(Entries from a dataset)
▬▬▬▬▬▬

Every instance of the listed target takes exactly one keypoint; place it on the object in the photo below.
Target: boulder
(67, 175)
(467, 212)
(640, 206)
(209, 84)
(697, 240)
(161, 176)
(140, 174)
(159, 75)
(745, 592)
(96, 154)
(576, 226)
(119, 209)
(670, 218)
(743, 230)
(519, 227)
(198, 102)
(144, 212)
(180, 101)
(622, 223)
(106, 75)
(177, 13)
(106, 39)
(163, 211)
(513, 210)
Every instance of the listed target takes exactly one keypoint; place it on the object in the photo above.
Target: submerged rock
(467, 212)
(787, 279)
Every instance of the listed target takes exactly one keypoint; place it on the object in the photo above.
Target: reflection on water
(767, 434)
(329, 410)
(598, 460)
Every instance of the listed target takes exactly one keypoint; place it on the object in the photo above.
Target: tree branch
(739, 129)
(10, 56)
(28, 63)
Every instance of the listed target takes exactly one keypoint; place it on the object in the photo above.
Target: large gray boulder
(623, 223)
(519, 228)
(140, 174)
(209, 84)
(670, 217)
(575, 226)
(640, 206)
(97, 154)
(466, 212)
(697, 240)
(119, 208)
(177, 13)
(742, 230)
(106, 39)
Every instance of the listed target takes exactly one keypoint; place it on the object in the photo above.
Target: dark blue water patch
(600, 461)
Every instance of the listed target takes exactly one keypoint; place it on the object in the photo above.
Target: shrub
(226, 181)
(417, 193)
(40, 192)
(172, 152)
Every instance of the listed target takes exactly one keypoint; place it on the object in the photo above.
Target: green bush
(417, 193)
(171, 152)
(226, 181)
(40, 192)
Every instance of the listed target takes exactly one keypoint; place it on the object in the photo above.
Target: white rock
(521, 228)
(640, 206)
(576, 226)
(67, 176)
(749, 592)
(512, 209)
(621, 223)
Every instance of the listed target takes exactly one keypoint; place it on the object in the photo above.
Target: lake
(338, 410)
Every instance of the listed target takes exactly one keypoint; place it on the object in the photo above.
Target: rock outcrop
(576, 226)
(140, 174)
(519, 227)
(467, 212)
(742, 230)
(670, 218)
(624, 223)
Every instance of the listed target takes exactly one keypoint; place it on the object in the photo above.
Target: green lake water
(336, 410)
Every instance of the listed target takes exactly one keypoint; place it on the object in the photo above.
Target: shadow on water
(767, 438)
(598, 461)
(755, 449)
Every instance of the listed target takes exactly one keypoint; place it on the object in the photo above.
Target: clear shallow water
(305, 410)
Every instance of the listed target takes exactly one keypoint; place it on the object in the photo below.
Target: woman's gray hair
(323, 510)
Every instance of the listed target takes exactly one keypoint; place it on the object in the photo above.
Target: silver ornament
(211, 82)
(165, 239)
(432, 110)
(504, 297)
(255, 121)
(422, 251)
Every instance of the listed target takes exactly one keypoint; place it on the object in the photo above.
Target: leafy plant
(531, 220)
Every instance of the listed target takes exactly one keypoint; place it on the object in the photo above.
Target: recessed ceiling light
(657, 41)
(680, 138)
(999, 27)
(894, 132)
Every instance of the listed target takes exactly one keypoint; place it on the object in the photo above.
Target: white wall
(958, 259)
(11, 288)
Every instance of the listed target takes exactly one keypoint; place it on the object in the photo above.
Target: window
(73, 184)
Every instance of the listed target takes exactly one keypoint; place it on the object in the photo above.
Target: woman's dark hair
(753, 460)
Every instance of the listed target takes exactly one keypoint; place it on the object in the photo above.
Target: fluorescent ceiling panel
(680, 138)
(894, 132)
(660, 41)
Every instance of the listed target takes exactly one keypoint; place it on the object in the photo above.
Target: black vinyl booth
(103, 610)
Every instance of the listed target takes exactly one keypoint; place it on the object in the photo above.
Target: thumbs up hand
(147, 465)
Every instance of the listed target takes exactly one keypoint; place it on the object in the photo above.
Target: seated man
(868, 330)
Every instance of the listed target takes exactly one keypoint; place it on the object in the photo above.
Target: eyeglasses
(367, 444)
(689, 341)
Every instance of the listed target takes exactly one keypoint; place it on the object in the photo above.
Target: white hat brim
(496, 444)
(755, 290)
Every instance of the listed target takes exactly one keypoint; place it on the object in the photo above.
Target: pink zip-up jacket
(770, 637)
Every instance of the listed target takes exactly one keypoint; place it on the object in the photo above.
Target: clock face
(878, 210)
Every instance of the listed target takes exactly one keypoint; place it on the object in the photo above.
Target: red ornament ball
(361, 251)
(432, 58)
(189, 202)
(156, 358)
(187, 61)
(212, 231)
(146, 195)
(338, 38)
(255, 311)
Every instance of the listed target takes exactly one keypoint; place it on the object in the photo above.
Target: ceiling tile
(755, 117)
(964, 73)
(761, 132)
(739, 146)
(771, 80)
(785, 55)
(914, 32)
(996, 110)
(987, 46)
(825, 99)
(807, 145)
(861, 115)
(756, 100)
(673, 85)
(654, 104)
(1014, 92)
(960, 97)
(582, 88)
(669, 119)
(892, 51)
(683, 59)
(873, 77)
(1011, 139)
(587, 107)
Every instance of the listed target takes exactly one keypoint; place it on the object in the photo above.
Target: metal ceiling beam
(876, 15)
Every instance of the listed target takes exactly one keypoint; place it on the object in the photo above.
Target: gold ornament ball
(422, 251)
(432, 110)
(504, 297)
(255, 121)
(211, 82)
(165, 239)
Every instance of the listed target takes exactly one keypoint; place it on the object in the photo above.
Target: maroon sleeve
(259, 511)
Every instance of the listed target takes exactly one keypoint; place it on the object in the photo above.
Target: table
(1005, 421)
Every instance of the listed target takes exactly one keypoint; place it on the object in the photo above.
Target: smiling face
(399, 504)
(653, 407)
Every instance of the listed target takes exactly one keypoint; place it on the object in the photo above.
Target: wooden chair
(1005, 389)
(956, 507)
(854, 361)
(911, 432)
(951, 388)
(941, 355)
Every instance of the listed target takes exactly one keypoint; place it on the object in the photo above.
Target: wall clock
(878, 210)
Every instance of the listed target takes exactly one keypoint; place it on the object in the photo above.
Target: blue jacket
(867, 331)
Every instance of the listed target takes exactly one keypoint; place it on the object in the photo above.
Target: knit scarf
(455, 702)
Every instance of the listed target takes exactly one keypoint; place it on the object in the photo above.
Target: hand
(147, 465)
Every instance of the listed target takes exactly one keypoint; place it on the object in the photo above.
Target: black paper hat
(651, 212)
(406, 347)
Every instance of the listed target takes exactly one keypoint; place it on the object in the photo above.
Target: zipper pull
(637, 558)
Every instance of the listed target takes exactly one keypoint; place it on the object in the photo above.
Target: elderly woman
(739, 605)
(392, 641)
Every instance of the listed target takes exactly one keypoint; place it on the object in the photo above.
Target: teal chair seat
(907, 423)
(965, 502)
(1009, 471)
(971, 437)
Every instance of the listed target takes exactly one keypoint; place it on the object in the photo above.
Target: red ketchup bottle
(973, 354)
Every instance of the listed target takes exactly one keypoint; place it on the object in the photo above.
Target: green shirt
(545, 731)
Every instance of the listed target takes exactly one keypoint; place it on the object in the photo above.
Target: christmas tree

▬▬▬▬▬▬

Written request =>
Print all of the entries again, exactly as written.

Reply =>
Every instance of the listed target takes exactly one keypoint; place it on the object in the photo below.
Target: boulder
(67, 175)
(467, 212)
(640, 206)
(209, 84)
(697, 240)
(161, 176)
(140, 174)
(159, 75)
(745, 592)
(96, 154)
(576, 226)
(119, 209)
(670, 218)
(743, 230)
(519, 227)
(198, 102)
(144, 212)
(180, 101)
(622, 223)
(106, 75)
(177, 13)
(106, 39)
(163, 211)
(513, 210)
Every instance of the listed target takes exactly one keypoint; place it on the object in the photo above.
Target: submerged rock
(467, 212)
(787, 279)
Every instance of the listed target takes exactly one keypoint; place it on the object in the photo above.
Target: reflection on water
(767, 434)
(329, 410)
(598, 460)
Every instance of the listed target takes exactly one keypoint; place it on the object in the photo above.
Target: tree branch
(739, 129)
(10, 56)
(28, 63)
Every instance of the listed target takes exactly one keypoint; place it on the object in the photo above.
Target: large gray boulder
(623, 223)
(519, 228)
(140, 174)
(209, 84)
(670, 217)
(575, 226)
(640, 206)
(97, 154)
(466, 212)
(697, 240)
(119, 208)
(177, 13)
(742, 230)
(106, 39)
Every instance of the listed target takes exactly one keypoint; place it on the object in the photo above.
Target: dark blue water patch
(600, 461)
Every instance of the listed target takes exactly one keypoint; place it on the object in the photo above.
Target: shrub
(226, 181)
(417, 193)
(40, 192)
(172, 152)
Every instance of the listed target takes exactly one keypoint; place it on the object in the photo above.
Target: green bush
(417, 193)
(171, 152)
(226, 181)
(40, 192)
Every instance of the listed target takes exactly one keypoint; place it on the object in the photo above.
Target: white rock
(521, 228)
(640, 206)
(576, 226)
(67, 176)
(749, 592)
(512, 209)
(621, 223)
Every instance of the listed target takes exactly one keypoint; place it on the object in the photo above.
Target: lake
(338, 410)
Every instance of the listed target takes exactly one keypoint; place it on the object in the photo above.
Target: rock outcrop
(576, 226)
(140, 174)
(519, 227)
(467, 212)
(742, 230)
(670, 218)
(624, 223)
Every instance of the listed target takes exactly one keypoint; place it on the object in the photo above.
Target: green lake water
(336, 410)
Every instance of the listed target takes exactly one keypoint; place it on the object in the photo above.
Target: shadow on water
(767, 438)
(598, 461)
(755, 449)
Every instance of the listed target takes exactly one keypoint; place it on the object in the photo above.
Target: clear shallow water
(305, 410)
Every instance of the listed target takes exactly one keypoint; place it on the object in the photo below.
Target: woman's gray hair
(323, 510)
Every instance of the listed target takes exactly one keypoint; place it on the object in the photo above.
Target: silver ornament
(211, 82)
(165, 239)
(432, 110)
(504, 297)
(255, 121)
(422, 251)
Every instance of the listed target takes exactly one keypoint; place it on the object in the photo above.
Target: leafy plant
(531, 220)
Every instance of the listed target takes exactly one keypoint; place it on the object in the photo above.
Target: recessed ceiling light
(657, 41)
(680, 138)
(999, 27)
(894, 132)
Every instance of the listed target takes exactly one keypoint; place it on the object in the photo above.
Target: white wall
(958, 259)
(11, 288)
Every instance of the listed target takes exactly one keypoint; place it on the object in the photo above.
Target: window
(73, 184)
Every instance of the listed target takes exactly one keypoint; place it on the object in the photo above.
Target: woman's dark hair
(753, 460)
Every instance of the listed target takes exactly one keypoint; place it on the object in the photo above.
Target: fluorescent ceiling panel
(680, 138)
(894, 132)
(660, 41)
Every instance of the listed target takes exactly one keypoint; place it on the object in the photo above.
Target: black vinyl booth
(103, 610)
Every instance of the listed target takes exactly one keypoint; place it on the object in the photo above.
Target: thumbs up hand
(147, 465)
Every instance of the listed target takes exactly one keypoint; place it on the object in the photo above.
Target: seated man
(868, 330)
Every instance of the listed target takes exactly one keypoint; place it on the object in the photo above.
Target: eyeglasses
(367, 444)
(689, 341)
Every instance of the listed target takes exactly one keypoint; place it on the object in the photo above.
Target: white hat brim
(496, 444)
(755, 290)
Every instance of the listed target takes exactly one keypoint; place it on the object in the photo above.
Target: pink zip-up jacket
(770, 637)
Every instance of the listed target takes exactly one keypoint; place it on the object in the photo above.
Target: clock face
(878, 210)
Every instance of the listed target takes exactly one keypoint; place it on the object in the photo above.
Target: red ornament ball
(361, 251)
(432, 58)
(189, 202)
(156, 358)
(187, 61)
(212, 231)
(146, 195)
(338, 38)
(255, 311)
Every instance of the listed target takes exactly one keypoint; place it on the object in the photo above.
Target: ceiling tile
(755, 117)
(964, 73)
(761, 132)
(739, 146)
(771, 80)
(785, 55)
(914, 32)
(996, 110)
(987, 46)
(825, 99)
(807, 145)
(861, 115)
(756, 100)
(673, 85)
(654, 104)
(1014, 92)
(960, 97)
(582, 88)
(669, 119)
(892, 51)
(683, 59)
(873, 77)
(1011, 139)
(587, 107)
Every instance of the listed target takes exactly one keypoint; place it on the object in the photo above.
Target: metal ceiling beam
(876, 15)
Every instance of the listed target takes exactly one keypoint; place it on the object in the photo above.
Target: gold ornament ball
(422, 251)
(432, 110)
(504, 297)
(255, 121)
(211, 82)
(165, 239)
Every instance of the listed target takes exactly one keypoint; place it on the object in the photo above.
Target: maroon sleeve
(259, 511)
Every instance of the listed target takes exactly one keypoint; place it on the object in the photo above.
Target: table
(1005, 421)
Every instance of the listed target takes exactly one keypoint; place it on the object in the photo above.
Target: smiling face
(399, 504)
(653, 407)
Every instance of the listed target takes exactly one keypoint; place it on the object in the photo above.
Target: wooden chair
(1005, 389)
(956, 507)
(854, 361)
(911, 432)
(951, 388)
(941, 355)
Every instance of the listed target takes exactly one keypoint; place it on the object in the photo above.
Target: wall clock
(878, 210)
Every instance of the listed target takes exactly one keypoint; place it on the object in the photo above.
Target: blue jacket
(867, 331)
Every instance of the listed target takes exactly one keypoint; place it on the object in the photo above.
Target: knit scarf
(455, 702)
Every instance of the listed target takes exactly one keypoint; place it on the object in the photo above.
Target: hand
(147, 465)
Every instance of the listed target takes exactly one keypoint; place it on the object in the photo above.
Target: black paper hat
(651, 212)
(406, 347)
Every instance of the listed target takes exactly one keypoint; place it on the object in the photo above.
Target: zipper pull
(637, 558)
Every instance of the listed target takes exactly one keypoint; place it on the object in the photo above.
Target: elderly woman
(739, 605)
(392, 641)
Every instance of the listed target takes exactly one keypoint; place it on the object in the photo above.
Target: teal chair seat
(907, 423)
(965, 502)
(1009, 471)
(971, 437)
Every instance of the listed target takes exactly one keypoint; place it on the object in the photo above.
Target: red ketchup bottle
(973, 354)
Every instance of the listed target takes exactly one keypoint; place it on the object in the photo above.
Target: green shirt
(545, 731)
Every instance of the listed target takes exactly one keypoint; place it on the object in the photo above.
Target: christmas tree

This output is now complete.